TEXTE PROPOSÉ.
10Ici encore, le mot est piégé. Peut-il rendre compte tout aussi bien des machines mécaniques, optiques, hydrauliques des anciens et de l’époque médiévale que de ce que nous dénommons aujourd’hui par le mot « technique », voire aussi, étrangement, par celui de « technologie » ? Assurément non. Chez les Anciens ou à l’époque médiévale, les « techniques » – que je préfère dénommer « artifices » – sont conçues par les hommes pour améliorer leurs conditions de vie, mais conçues en s’appuyant ou en s’opposant à ce qu’ils conçoivent comme la nature. Qu’est-ce donc alors que la nature ? Depuis Aristote, la nature (phusis) est ce qui désigne le résultat du processus de formation et de croissance des choses matérielles qui ont en elles-mêmes le principe de leur développement. L’idée de nature s’inscrit, si l’on peut dire, dans la dynamique du devenir et ne peut, par conséquent, être en elle-même, dans ce qu’elle est, l’objet d’un traitement par les mathématiques, puisque ces dernières relèvent de l’intelligible (le stable et le permanent). Elles peuvent cependant aider à décrire des phénomènes sensibles (astronomie, musique, optique principalement) et permettre la fabrication des « artifices ». La situation que nous connaissons aujourd’hui est bien différente.
11Pour qu’une explicitation mathématique de la nature en elle-même soit possible, comme cela semble être le cas de nos jours, il a d’abord fallu que l’idée que nous nous faisons de la nature change. C’est ce qui s’est produit au tournant des xvie et xviie siècles, où l’on voit se constituer une nouvelle idée de nature : la nature machine.
12Cette nouvelle idée de nature la réduit à une machine – fort complexe, sans doute, et susceptible d’être « réglée » par un grand horloger, Dieu. Une nature, donc, qui, puisqu’elle est devenue machine, permet de « naturaliser » les artifices des anciens. Ou pour le dire autrement, l’idée moderne de nature confond les « artifices » et la « nature » via le champ mathématico-mécanique (maintenant pleinement utilisable dans une nature mécanisée) en explicitant ce que j’appelle « le technique ». En conséquence, les arts et les techniques ne peuvent être pensés dans une simple continuité à travers les siècles. Les techniques – ou ce que j’ai appelé « le technique » – naissent au sens strict au xviie siècle avec la nouvelle idée de nature, et doivent être distinguées des arts, voire des arts utilisant plus ou moins la géométrie. Il suffit pour s’en convaincre d’observer ce que deviennent la balistique (l’art de jeter les bombes) et l’optique (les appareils d’optique) après Galilée, de même que l’horlogerie après Christiaan Huygens. Il convient aussi de noter la transformation des écoles d’ingénieurs au tournant des xviie et xviiie siècles, ainsi que l’introduction dans les fabriques, dès la fin du xviie siècle, de pratiques assujetties à un ordre déductif impliqué par la nouvelle idée de nature. On remarquera également que j’ai introduit, pour caractériser ces nouveautés, non pas le terme de « science » ni celui de « nouvelle science », mais plutôt « le technique ». Il convient en effet de ne pas tout confondre sur le plan des enjeux historiques et conceptuels et de distinguer ce que j’ai précédemment défini d’un point de vue général par le terme « science » et ce qui maintenant résulte pour une large part de la naturalisation des artifices et de leur développement, rendue possible par la nouvelle idée de nature : un ensemble particulier de contenus a été mis en place, des contenus qui empruntent, via le champ des mathématiques, son ordre démonstratif à celui porté formellement par « la science » et qui doit donc en être distingué pour en saisir la spécificité essentiellement technique qui caractérise notre modernité : c’est « le technique ».

DONNÉES D'ENTRÉE.
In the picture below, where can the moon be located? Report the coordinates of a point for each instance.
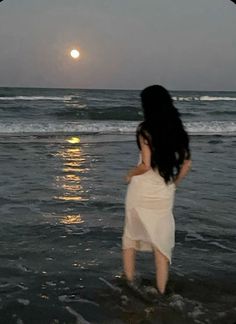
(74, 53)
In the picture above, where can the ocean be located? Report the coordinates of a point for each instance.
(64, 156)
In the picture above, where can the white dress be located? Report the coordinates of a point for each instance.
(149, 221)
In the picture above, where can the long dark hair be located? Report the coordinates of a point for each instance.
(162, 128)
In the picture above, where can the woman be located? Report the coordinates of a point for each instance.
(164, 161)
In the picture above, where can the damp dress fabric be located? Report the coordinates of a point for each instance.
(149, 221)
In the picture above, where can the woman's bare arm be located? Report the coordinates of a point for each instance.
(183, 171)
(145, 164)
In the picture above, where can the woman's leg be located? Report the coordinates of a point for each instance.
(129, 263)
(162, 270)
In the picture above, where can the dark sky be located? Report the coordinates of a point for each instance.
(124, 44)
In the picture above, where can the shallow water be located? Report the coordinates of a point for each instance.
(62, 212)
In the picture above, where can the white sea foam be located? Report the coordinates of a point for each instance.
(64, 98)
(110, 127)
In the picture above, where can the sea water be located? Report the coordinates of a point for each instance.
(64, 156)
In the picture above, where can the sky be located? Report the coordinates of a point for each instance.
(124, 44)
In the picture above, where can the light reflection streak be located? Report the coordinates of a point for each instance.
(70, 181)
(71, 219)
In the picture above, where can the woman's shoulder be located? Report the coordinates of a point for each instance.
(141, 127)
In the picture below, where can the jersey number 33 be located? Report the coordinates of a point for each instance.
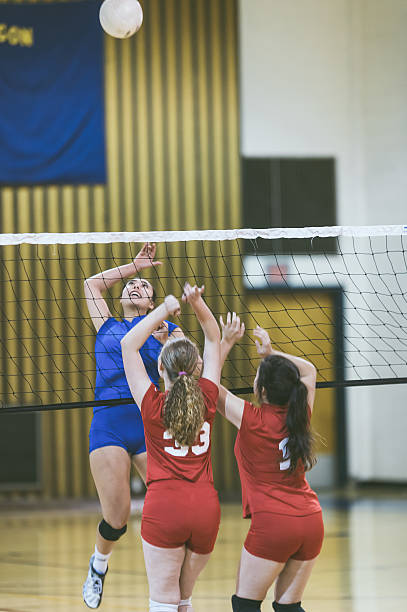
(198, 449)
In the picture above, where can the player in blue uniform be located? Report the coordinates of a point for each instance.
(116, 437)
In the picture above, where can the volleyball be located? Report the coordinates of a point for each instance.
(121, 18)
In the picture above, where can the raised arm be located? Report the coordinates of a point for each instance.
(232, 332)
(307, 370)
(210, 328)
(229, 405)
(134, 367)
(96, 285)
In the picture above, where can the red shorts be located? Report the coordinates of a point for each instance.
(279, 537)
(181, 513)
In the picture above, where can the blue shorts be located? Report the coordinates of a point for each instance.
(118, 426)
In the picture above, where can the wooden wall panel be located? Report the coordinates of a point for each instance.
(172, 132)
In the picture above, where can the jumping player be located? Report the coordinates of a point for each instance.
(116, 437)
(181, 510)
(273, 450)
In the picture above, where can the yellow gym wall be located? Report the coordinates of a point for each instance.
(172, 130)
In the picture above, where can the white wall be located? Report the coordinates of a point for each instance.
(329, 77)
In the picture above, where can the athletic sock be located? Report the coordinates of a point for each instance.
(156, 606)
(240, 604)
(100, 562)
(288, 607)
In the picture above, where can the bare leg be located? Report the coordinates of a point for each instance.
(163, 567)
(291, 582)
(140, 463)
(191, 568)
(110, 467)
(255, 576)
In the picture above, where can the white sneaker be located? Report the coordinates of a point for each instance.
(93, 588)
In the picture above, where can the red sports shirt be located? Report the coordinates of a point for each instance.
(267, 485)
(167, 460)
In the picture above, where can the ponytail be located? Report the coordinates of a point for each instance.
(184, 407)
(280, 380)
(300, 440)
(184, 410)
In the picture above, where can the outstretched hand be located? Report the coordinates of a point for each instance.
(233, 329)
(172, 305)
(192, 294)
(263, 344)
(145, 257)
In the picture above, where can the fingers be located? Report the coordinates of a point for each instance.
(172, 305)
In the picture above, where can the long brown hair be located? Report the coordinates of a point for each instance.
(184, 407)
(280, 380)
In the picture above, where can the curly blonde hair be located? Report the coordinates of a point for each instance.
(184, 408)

CONSIGNE 1.
D'après le texte proposé, à quelle époque se constitue la nouvelle idée de nature désignée comme « la nature machine » ?
CONSIGNE 2.
Comptez les lignes des enregistrements qui contiennent la chaîne « dark », puis indiquez uniquement ce nombre.
Le texte et les enregistrements n'ont aucun lien l'un avec l'autre.

CORRIGÉ 1.
Au tournant des XVIe et XVIIe siècles.

CORRIGÉ 2.
2